What is the number of lines in the following data that contain "grass"? Answer with the number alone.

Dataset entries:
______
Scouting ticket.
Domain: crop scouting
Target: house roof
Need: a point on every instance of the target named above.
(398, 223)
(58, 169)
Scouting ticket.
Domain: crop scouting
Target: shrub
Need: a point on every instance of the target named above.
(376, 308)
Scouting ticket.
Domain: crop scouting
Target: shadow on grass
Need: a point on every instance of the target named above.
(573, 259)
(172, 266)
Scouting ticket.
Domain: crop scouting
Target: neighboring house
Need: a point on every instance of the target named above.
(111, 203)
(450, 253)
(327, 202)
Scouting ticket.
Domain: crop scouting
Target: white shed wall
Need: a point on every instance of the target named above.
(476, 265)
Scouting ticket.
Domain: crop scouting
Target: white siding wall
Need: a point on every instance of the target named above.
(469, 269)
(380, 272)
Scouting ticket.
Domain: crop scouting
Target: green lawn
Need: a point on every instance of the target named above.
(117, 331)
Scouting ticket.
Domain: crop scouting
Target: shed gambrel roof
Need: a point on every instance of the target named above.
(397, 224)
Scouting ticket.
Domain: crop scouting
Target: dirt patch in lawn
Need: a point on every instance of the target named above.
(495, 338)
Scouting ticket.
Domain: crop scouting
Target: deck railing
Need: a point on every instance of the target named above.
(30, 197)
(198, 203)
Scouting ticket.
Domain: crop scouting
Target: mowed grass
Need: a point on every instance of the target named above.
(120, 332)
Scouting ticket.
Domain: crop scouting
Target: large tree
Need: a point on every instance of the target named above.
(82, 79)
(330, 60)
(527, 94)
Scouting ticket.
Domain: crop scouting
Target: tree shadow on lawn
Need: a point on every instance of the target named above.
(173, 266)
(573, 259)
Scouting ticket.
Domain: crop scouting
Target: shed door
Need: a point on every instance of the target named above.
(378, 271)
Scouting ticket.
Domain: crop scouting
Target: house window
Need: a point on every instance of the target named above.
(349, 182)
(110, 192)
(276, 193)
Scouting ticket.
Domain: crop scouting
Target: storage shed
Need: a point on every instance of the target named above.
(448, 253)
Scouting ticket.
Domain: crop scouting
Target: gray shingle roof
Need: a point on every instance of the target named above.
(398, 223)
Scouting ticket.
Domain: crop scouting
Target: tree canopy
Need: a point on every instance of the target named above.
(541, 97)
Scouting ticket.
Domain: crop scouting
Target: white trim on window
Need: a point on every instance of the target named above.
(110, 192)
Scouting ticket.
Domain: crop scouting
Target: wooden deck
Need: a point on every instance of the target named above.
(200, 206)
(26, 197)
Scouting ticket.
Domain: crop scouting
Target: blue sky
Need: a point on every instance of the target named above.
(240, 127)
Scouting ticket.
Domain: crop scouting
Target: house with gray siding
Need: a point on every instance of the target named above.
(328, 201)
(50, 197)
______
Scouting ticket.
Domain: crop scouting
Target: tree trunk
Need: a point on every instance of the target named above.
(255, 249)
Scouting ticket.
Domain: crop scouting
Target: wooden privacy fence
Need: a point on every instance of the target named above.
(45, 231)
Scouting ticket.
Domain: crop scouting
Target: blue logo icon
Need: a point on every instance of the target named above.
______
[Exercise solution] 2